Written exercise:
Turn every line of the entries below into a numbered list, skipping blank lines and omitting the pictures.

───── Provided records

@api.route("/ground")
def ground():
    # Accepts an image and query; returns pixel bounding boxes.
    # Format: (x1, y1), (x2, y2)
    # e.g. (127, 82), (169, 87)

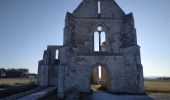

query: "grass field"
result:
(0, 78), (35, 85)
(0, 78), (170, 95)
(0, 78), (36, 98)
(145, 80), (170, 93)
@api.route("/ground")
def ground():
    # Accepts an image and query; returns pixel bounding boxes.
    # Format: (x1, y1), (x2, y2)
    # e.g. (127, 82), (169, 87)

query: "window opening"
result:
(94, 26), (106, 52)
(55, 50), (58, 59)
(98, 1), (101, 14)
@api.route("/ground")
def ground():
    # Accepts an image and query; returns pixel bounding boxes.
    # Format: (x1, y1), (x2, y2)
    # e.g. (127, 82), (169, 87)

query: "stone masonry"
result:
(38, 0), (144, 98)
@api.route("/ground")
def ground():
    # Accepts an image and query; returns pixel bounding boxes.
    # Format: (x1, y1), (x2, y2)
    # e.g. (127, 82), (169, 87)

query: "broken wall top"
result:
(73, 0), (125, 19)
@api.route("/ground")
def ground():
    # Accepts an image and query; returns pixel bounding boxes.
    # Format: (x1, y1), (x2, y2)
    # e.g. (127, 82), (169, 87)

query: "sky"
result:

──────────

Exercise output:
1. @api.route("/ground")
2. def ground():
3.     # Accepts an image and query; returns pixel bounding boxes.
4.     # Format: (x1, y1), (x2, y2)
5.     # e.g. (127, 82), (169, 87)
6. query: "grass field"
7. result:
8. (0, 78), (35, 85)
9. (0, 78), (170, 95)
10. (0, 78), (36, 98)
11. (145, 80), (170, 93)
12. @api.route("/ground")
13. def ground():
14.     # Accepts an image and query; returns pixel bounding boxes.
15.     # Format: (x1, y1), (x2, y2)
16.     # e.g. (127, 82), (169, 87)
17. query: "window opening"
18. result:
19. (94, 26), (106, 52)
20. (55, 50), (58, 59)
21. (98, 1), (101, 14)
22. @api.route("/ground")
23. def ground():
24.     # Accepts an image and query; returns pixel bounding boxes.
25.     # Format: (x1, y1), (x2, y2)
26.     # e.g. (127, 82), (169, 87)
27. query: "stone masonry"
28. result:
29. (38, 0), (144, 98)
30. @api.route("/ground")
31. def ground():
32.     # Accepts an image and query; returns pixel bounding boxes.
33.     # Format: (x1, y1), (x2, y2)
34.     # e.g. (127, 82), (169, 87)
35. query: "broken wall top"
36. result:
37. (73, 0), (125, 19)
38. @api.route("/ground")
39. def ground():
40.     # Accepts an image and query; returns pixel bounding boxes.
41.     # Format: (x1, y1), (x2, y2)
42.     # e.g. (127, 82), (169, 87)
43. query: "sky"
44. result:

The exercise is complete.